Extracted records START

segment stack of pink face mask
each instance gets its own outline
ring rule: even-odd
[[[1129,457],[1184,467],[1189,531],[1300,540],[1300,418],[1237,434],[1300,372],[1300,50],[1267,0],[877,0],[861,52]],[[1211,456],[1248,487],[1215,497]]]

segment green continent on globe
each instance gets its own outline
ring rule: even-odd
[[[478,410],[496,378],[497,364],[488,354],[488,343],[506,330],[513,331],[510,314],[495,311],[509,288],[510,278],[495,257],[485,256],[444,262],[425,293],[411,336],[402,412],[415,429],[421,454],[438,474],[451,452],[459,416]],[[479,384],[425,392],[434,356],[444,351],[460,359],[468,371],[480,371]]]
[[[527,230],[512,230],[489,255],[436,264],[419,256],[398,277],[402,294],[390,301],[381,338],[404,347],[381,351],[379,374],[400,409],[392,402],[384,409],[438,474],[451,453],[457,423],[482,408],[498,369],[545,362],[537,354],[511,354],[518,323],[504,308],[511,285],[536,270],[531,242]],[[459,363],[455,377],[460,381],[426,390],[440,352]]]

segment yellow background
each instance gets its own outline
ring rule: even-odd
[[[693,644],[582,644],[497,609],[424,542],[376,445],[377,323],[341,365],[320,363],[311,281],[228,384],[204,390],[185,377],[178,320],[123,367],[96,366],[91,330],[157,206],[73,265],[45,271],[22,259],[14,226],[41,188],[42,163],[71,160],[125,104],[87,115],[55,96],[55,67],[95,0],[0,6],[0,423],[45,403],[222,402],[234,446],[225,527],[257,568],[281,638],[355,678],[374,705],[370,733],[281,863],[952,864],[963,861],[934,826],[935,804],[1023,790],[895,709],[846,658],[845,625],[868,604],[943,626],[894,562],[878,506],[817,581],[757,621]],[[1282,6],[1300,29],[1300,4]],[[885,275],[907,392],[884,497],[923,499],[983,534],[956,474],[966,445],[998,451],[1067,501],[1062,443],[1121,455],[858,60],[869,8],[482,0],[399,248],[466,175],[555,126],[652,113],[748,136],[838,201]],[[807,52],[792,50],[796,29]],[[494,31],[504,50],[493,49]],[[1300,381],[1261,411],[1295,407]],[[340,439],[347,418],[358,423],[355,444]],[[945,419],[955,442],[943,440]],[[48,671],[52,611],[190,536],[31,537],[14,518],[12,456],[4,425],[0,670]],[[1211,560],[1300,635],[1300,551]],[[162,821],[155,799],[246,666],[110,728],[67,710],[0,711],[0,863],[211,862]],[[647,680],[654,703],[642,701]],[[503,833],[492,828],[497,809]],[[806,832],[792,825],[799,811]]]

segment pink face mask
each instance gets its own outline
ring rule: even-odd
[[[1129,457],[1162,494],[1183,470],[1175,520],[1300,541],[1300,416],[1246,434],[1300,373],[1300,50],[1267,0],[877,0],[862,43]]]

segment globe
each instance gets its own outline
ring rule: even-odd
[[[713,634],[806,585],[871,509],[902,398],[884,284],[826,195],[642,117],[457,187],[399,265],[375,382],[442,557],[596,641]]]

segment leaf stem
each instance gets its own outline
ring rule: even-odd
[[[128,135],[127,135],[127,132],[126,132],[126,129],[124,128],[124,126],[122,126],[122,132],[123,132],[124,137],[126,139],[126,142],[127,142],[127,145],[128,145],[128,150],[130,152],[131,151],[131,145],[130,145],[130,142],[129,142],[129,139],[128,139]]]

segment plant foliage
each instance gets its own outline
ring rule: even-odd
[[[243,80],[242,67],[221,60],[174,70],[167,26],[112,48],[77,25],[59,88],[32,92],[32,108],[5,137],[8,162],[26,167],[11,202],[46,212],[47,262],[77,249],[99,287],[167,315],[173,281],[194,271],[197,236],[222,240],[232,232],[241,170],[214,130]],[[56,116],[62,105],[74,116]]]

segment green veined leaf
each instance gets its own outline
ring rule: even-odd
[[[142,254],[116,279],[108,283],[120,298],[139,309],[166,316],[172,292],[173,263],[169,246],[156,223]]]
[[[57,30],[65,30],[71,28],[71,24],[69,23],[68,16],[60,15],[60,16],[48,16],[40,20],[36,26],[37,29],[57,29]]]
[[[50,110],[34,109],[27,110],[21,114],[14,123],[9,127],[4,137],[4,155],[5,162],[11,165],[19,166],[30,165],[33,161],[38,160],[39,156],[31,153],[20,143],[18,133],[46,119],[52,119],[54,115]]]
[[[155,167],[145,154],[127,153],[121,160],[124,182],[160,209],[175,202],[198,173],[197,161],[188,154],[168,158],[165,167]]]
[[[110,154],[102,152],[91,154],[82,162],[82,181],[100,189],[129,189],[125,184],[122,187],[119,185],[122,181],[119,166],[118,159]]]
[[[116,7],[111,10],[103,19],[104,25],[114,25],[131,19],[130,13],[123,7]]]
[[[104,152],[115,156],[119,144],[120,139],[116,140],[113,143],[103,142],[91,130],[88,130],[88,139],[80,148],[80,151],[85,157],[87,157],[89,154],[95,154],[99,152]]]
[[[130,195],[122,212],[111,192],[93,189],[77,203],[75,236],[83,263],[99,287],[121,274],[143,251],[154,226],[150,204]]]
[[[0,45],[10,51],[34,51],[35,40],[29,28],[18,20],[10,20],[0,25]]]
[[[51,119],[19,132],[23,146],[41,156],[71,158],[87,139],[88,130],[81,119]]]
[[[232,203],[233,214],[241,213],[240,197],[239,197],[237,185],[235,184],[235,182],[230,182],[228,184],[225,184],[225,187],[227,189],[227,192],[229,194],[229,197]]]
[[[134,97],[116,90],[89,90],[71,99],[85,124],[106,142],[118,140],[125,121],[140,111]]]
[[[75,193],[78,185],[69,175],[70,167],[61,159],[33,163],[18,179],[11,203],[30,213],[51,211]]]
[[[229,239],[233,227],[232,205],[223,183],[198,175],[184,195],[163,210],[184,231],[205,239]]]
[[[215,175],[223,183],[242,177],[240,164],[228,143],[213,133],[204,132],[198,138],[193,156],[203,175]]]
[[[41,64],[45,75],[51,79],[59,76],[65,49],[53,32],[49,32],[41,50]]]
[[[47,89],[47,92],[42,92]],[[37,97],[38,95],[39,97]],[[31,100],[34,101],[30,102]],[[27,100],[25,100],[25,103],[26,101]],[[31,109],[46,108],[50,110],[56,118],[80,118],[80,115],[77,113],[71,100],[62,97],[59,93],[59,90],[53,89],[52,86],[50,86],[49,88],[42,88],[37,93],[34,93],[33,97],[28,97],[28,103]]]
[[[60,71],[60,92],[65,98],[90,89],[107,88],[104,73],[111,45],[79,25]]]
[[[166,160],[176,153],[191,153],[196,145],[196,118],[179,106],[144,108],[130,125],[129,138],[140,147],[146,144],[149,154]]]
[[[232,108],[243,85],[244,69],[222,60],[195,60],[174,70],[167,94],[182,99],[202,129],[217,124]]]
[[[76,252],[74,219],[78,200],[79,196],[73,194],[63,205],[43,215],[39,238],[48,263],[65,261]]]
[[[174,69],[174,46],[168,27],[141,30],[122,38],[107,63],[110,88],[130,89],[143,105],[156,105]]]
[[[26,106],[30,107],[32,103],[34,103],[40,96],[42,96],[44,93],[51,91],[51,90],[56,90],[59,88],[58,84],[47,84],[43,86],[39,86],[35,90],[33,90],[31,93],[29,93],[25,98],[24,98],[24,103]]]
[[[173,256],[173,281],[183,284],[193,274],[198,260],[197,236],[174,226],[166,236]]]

Extracted records END

The complete listing, transcribed exactly, is the expected answer.

segment stack of pink face mask
each instance gets its own outline
ring rule: even-odd
[[[1129,457],[1184,467],[1189,531],[1300,540],[1300,418],[1237,434],[1300,372],[1300,50],[1267,0],[877,0],[861,52]],[[1211,456],[1248,487],[1215,497]]]

segment green continent on globe
each instance gets its own outline
ring rule: even-odd
[[[478,410],[496,378],[497,364],[488,354],[488,343],[506,330],[513,331],[510,314],[495,311],[509,288],[510,278],[495,257],[485,256],[444,262],[425,293],[411,336],[402,412],[415,429],[421,454],[438,474],[451,452],[459,416]],[[479,384],[425,392],[434,356],[444,351],[460,359],[468,371],[480,371]]]
[[[527,230],[512,230],[489,255],[436,264],[419,256],[398,277],[402,294],[390,301],[381,338],[404,347],[381,351],[379,374],[400,409],[392,402],[384,409],[438,474],[451,453],[457,423],[482,408],[498,369],[545,362],[537,354],[511,354],[518,323],[504,308],[511,285],[536,270],[531,242]],[[459,363],[455,377],[460,381],[426,390],[440,352]]]

segment yellow background
each instance gets its own outline
ring rule: even-odd
[[[693,644],[582,644],[497,609],[424,542],[376,445],[377,323],[341,365],[320,363],[311,281],[228,384],[204,390],[185,377],[178,320],[123,367],[96,366],[91,330],[157,206],[73,265],[45,271],[22,259],[14,226],[41,188],[42,163],[71,160],[125,104],[87,115],[55,96],[55,67],[95,0],[0,6],[0,423],[45,403],[222,402],[234,446],[225,527],[257,568],[281,638],[355,678],[374,705],[370,733],[281,863],[952,864],[963,861],[934,826],[935,804],[1023,790],[895,709],[846,658],[845,625],[868,604],[943,626],[894,562],[878,506],[817,581],[757,621]],[[1282,6],[1300,29],[1300,4]],[[885,275],[907,392],[884,497],[923,499],[983,534],[956,474],[966,445],[998,451],[1067,501],[1062,443],[1121,455],[858,60],[869,8],[482,0],[399,248],[466,175],[555,126],[652,113],[748,136],[838,201]],[[807,52],[792,50],[796,29]],[[494,31],[504,50],[493,49]],[[1300,381],[1261,411],[1295,407]],[[340,439],[347,418],[358,423],[355,444]],[[945,419],[955,442],[943,440]],[[48,671],[52,611],[190,536],[31,537],[14,518],[12,456],[4,425],[0,670]],[[1211,560],[1300,635],[1300,551]],[[162,821],[155,799],[246,666],[110,728],[67,710],[0,711],[0,863],[211,862]],[[647,680],[654,703],[642,701]],[[503,833],[492,828],[497,809]],[[806,832],[792,825],[799,811]]]

segment pink face mask
each instance gets its own outline
ring rule: even-odd
[[[1129,457],[1162,494],[1183,470],[1175,520],[1300,541],[1300,416],[1246,434],[1300,373],[1300,50],[1267,0],[877,0],[862,43]]]

segment globe
each instance gets its own outline
ring rule: even-odd
[[[713,634],[806,585],[871,509],[902,398],[884,284],[826,195],[642,117],[457,187],[399,265],[375,382],[442,557],[596,641]]]

segment leaf stem
each instance gets its own outline
ring rule: even-odd
[[[128,135],[127,135],[127,132],[126,132],[126,129],[124,128],[124,126],[122,126],[122,132],[123,132],[124,137],[126,139],[126,142],[127,142],[127,145],[128,145],[128,150],[130,152],[131,151],[131,145],[130,145],[130,142],[129,142],[129,139],[128,139]]]

segment plant foliage
each instance gets its own outline
ring rule: even-odd
[[[243,80],[242,67],[221,60],[174,70],[167,26],[112,48],[77,25],[59,88],[32,92],[32,108],[5,137],[8,162],[26,167],[11,202],[46,212],[47,262],[77,249],[99,287],[167,315],[173,281],[194,271],[197,236],[222,240],[232,232],[241,170],[214,130]],[[56,116],[62,105],[74,116]]]

segment green veined leaf
each instance gets its own outline
ring rule: even-odd
[[[142,254],[116,279],[108,283],[120,298],[139,309],[166,316],[172,292],[173,263],[169,246],[156,223]]]
[[[57,30],[65,30],[71,28],[71,24],[69,23],[68,16],[60,15],[60,16],[48,16],[40,20],[36,26],[37,29],[57,29]]]
[[[50,110],[34,109],[27,110],[21,114],[14,123],[9,127],[4,137],[4,155],[5,162],[11,165],[19,166],[30,165],[33,161],[38,160],[39,156],[31,153],[20,143],[18,133],[46,119],[52,119],[54,115]]]
[[[155,167],[145,154],[127,153],[121,160],[124,182],[160,209],[175,202],[198,173],[197,161],[188,154],[168,158],[165,167]]]
[[[110,154],[102,152],[91,154],[82,162],[82,181],[100,189],[129,189],[125,184],[122,187],[119,185],[122,181],[119,166],[118,159]]]
[[[116,7],[111,10],[103,19],[104,25],[114,25],[131,19],[130,13],[123,7]]]
[[[104,152],[115,156],[119,144],[120,139],[116,140],[113,143],[103,142],[91,130],[88,130],[88,139],[80,148],[80,151],[85,157],[87,157],[89,154],[95,154],[99,152]]]
[[[130,195],[122,212],[111,192],[93,189],[77,203],[75,236],[83,263],[99,287],[121,274],[143,251],[154,226],[150,204]]]
[[[0,45],[10,51],[34,51],[35,40],[29,28],[18,20],[10,20],[0,25]]]
[[[51,119],[19,132],[23,146],[41,156],[71,158],[87,139],[88,130],[81,119]]]
[[[232,203],[233,214],[241,213],[240,197],[239,197],[237,185],[235,184],[235,182],[230,182],[228,184],[225,184],[225,187],[227,189],[227,192],[229,194],[229,197]]]
[[[134,97],[116,90],[89,90],[71,99],[85,124],[106,142],[118,140],[125,121],[140,111]]]
[[[75,193],[78,185],[69,175],[70,167],[61,159],[33,163],[18,179],[11,203],[30,213],[51,211]]]
[[[229,239],[233,227],[232,205],[223,183],[198,175],[184,195],[163,210],[184,231],[205,239]]]
[[[215,175],[223,183],[242,177],[240,164],[228,143],[213,133],[204,132],[198,138],[193,156],[203,175]]]
[[[41,64],[45,75],[51,79],[59,76],[65,49],[53,32],[49,32],[41,50]]]
[[[47,89],[47,92],[42,92]],[[37,97],[38,95],[39,97]],[[31,100],[34,101],[30,102]],[[27,100],[25,100],[25,103],[26,101]],[[31,109],[46,108],[50,110],[56,118],[80,118],[80,115],[77,113],[71,100],[62,97],[59,93],[59,90],[53,89],[52,86],[50,86],[49,88],[42,88],[37,93],[34,93],[33,97],[28,97],[28,103]]]
[[[60,71],[60,92],[65,98],[90,89],[107,88],[104,73],[111,45],[79,25]]]
[[[166,160],[176,153],[191,153],[196,145],[196,118],[179,106],[144,108],[130,125],[129,138],[140,147],[146,144],[149,154]]]
[[[232,108],[243,85],[244,69],[222,60],[195,60],[174,70],[167,94],[182,99],[202,129],[217,124]]]
[[[76,252],[74,219],[78,200],[79,196],[73,194],[63,205],[43,215],[39,238],[48,263],[65,261]]]
[[[174,69],[174,46],[168,27],[141,30],[122,38],[107,63],[110,88],[130,89],[143,105],[156,105]]]
[[[26,106],[30,107],[32,103],[34,103],[40,96],[42,96],[44,93],[51,91],[51,90],[56,90],[59,88],[58,84],[47,84],[43,86],[39,86],[35,90],[33,90],[31,93],[29,93],[25,98],[24,98],[24,103]]]
[[[173,256],[173,281],[183,284],[193,274],[198,260],[197,236],[174,226],[166,236]]]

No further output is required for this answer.